TEXT:
+ + + +
Interviews

Data breach survey

by Mark Rowe

More than four in ten, 44 percent of security people would rather have root canal surgery than make the ‘walk of shame’ to the boardroom to explain that they’ve suffered a data breach. That’s according to a survey of 326 information security visitors to the Infosecurity Europe 2017 conference, from June 6 to 8, at Olympia in London, by a malware product company, Lastline.

Brian Laing, Senior VP of Products at Lastline said: “The fact that nearly half of cyber security professionals would prefer to undergo a painful dental procedure than face their board about a data breach just shows how seriously these attacks affect organisations today. On a more positive note, it does show that cyber security has risen up the board’s agenda,” he added.

As the IT security product firm says, this follows a year of unprecedented data loss by organisations at the hands of cybercriminals, including the biggest data breach ever recorded, whereby the user account information of about one billion Yahoo! users was posted for sale on the ‘dark web’.
+ + + +
MATERIAL PROVIDED:

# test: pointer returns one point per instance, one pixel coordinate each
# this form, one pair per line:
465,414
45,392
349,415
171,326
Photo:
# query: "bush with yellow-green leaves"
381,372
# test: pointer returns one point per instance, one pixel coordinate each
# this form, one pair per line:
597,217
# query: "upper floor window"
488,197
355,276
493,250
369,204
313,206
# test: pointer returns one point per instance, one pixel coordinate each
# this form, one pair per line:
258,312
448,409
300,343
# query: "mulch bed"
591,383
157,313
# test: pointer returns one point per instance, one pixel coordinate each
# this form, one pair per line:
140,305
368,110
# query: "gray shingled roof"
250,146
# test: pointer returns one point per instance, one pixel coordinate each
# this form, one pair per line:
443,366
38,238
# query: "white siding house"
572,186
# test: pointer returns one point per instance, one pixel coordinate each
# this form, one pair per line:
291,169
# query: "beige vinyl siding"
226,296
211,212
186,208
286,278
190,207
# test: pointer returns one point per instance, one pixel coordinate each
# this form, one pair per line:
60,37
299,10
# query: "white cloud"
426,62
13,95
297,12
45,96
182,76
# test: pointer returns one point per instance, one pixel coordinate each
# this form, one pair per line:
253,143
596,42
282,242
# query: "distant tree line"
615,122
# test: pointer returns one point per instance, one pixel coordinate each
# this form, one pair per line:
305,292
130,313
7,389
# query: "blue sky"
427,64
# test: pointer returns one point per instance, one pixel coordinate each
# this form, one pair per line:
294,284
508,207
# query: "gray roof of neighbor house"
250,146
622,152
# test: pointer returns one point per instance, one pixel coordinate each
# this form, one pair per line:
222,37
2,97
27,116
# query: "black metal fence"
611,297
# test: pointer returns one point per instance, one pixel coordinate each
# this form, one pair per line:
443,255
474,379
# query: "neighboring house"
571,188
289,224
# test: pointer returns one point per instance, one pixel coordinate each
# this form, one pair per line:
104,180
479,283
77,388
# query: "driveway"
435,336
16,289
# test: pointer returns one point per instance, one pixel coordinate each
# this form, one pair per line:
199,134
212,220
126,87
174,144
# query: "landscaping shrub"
+ + + +
ASSIGNMENT A:
Repeat the portion of the data breach survey article starting with "As the IT security" and going on through "the ‘dark web’.".
ASSIGNMENT B:
Name every company and every event mentioned in the data breach survey article.
ASSIGNMENT C:
Extend the data breach survey article beyond its final sentence.

EXERCISE RESULT A:
As the IT security product firm says, this follows a year of unprecedented data loss by organisations at the hands of cybercriminals, including the biggest data breach ever recorded, whereby the user account information of about one billion Yahoo! users was posted for sale on the ‘dark web’.

EXERCISE RESULT B:
Lastline, Infosecurity Europe 2017, Yahoo!

EXERCISE RESULT C:
Laing said: “It is right to dread a data breach. It isn’t simply the breach itself that can be so damaging for both organisations and consumers, but the further criminality it facilitates. Every breach reveals data that criminals can use to launch additional attacks, either by the initial attackers or other criminals to whom they sell the compromised data. They merge data from multiple sources, building dossiers on potential victims, including spear phishing targets inside corporations. Data breaches provide a distribution hub for malware for years to come.”